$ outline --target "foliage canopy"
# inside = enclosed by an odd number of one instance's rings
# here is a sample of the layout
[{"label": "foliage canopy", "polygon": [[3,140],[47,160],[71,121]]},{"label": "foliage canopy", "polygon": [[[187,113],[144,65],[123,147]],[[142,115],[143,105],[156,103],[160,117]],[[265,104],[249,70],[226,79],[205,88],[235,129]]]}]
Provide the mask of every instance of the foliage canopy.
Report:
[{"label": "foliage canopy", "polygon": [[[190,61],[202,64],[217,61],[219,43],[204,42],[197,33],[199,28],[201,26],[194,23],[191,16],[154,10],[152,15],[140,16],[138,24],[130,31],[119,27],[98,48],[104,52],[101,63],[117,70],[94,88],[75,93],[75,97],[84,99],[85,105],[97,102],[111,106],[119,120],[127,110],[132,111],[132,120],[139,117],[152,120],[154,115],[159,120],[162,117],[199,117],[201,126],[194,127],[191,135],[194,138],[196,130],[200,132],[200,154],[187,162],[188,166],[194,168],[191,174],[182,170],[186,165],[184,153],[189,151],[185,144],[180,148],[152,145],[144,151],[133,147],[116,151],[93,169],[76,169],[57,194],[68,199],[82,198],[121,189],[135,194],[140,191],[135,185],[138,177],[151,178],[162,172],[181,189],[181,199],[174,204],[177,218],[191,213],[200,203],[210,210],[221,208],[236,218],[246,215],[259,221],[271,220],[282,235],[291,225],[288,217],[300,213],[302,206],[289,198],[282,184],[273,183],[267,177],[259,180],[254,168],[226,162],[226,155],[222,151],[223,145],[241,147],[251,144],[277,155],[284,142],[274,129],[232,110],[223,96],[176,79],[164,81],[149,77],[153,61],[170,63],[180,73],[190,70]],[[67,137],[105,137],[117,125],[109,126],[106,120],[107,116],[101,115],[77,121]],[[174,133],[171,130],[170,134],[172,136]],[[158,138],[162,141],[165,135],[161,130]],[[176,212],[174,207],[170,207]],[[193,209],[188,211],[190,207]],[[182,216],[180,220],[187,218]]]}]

--

Saca cada línea de las entradas que contenga la palabra "instance". Fíjate en las mayúsculas y minúsculas, porque cuentan.

# inside = enclosed by an odd number of one instance's rings
Provide the mask of every instance of the foliage canopy.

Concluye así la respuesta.